* YOUR INSTRUCTIONS:
In the interview excerpt on science and mathematics education below, why do seniors grasp the impact of technology more deeply than young people? Answer in one to three sentences.

··· SOURCE TEXT ···

Without knowing the past, we cannot fully appreciate the present or accurately forecast the future. That is especially true in the case of science, mathematics, and the technologies they have spawned. Just think about it: Those technologies completely define the way we live our lives today! What seems commonplace today to youngsters and even some adults was quite beyond the common imagination only 50 years ago – less than one human lifetime. Seniors “get it” in a much deeper sense than young people because they are eyewitnesses to the impact that scientific inquiry and new knowledge have had on their lives. It is an important responsibility of the adults-in-charge to impress such an important perspective upon their young.

Students blessed with a mature, historical perspective on technology will be increasingly receptive to the  “joy of science and mathematics” – the realization that today’s commonplace technology comprises one of finest jewels in the crown of human achievement. That realization can only come from knowledge of the darker past when humans were enslaved by their ignorance of nature’s workings. If you were to ask me what has changed the most in 2,000 years, here on earth, I would say, “Technology and our insights into nature.” What has changed the least in 2,000 years? Basic human nature! Finally, and along those lines, the human struggles and scientific quests of luminaries like Galileo Galilei, Isaac Newton, and Albert Einstein make for some of the most engaging reading imaginable.

 “Do not force-feed your student; rather, make him/her hungry.” That was one of my favorite lines in the book.  Say more about that.

There are successful students who became knowledgeable solely by “grinding through” their studies. This is not a recommended model for students in school, for it rarely works and seldom produces comprehensive, creative knowledge and thinking. Parent/mentors who literally force-feed school and learning into their students by brow-beating or using material rewards as a carrot are missing the boat.

Wise parent/mentors recognize that the ideal and most comprehensive learning emanates from a burning “desire to know and understand” on the part of the student. The task of parent/mentors is to nurture in their student curiosity – a hunger to “know.” For students studying science and math, that hunger manifests itself in a yearning to understand the laws of nature and mathematical logic. Nature’s ways are constant everywhere and always in the universe. What is more, the laws of nature are demonstrable and provable – a fact of considerable significance! To understand nature through a competence in science and mathematics is to move closer to the creator while grasping a significant subset of the absolute “Truth,” that less-provable and elusive challenge pursued by the world’s philosophers and religions. I believe that the great names in science and mathematics were invariably motivated by that very desire!

While science and math are the focus of the book, I know that you also have a great personal respect for the humanities.  As the world becomes more and more focused on technology, what role does a study of the humanities play?

Coming from a scientific/engineering background, I am continually amazed at the “staying power” of man’s fascination with himself. The endless appeal of “human personality” and man’s desire to “know oneself and others” continues to maintain a high ranking among the most tantalizing of natural mysteries which titillate our curiosities. Even in this Facebook and media age where we have, by now, seen and heard it all regarding human behavior, the cult of personality competes favorably for attention with such intriguing scientific topics like Einstein’s relativity, black holes, and quantum mechanics. I suspect that will continue to be true as long as man survives even though fundamental human nature has changed little over the last two thousand years!

··· DATA EXTRACT ···

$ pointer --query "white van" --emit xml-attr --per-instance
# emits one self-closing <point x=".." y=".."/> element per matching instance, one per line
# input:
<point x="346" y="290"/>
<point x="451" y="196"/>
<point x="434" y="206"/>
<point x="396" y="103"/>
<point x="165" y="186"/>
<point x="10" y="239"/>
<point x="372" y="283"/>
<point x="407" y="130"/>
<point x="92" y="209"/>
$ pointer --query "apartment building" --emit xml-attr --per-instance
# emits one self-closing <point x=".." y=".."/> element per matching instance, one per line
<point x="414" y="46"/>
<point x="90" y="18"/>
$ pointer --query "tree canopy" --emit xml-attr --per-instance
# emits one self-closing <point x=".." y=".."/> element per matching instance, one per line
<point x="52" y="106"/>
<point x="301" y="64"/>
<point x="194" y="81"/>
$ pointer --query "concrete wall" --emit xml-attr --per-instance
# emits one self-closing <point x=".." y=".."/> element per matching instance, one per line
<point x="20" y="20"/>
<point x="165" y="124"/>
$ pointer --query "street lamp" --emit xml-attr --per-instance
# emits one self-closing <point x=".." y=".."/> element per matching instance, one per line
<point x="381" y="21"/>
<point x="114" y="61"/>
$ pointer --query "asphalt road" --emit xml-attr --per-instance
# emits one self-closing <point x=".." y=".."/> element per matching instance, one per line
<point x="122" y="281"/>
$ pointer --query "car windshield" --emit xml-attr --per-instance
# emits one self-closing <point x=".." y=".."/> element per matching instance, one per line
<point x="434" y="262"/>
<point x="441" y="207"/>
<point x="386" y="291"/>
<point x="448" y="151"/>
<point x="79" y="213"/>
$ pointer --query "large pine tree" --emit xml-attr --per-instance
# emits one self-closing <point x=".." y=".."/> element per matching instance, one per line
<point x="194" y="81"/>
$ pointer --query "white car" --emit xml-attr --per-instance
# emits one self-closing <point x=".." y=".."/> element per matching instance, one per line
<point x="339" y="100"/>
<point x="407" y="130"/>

···

* CORRECT RESULT:
Seniors have been eyewitnesses to the impact that scientific inquiry and new knowledge have had on their lives. Technology that seems commonplace to young people today was beyond the common imagination only 50 years ago, less than one human lifetime.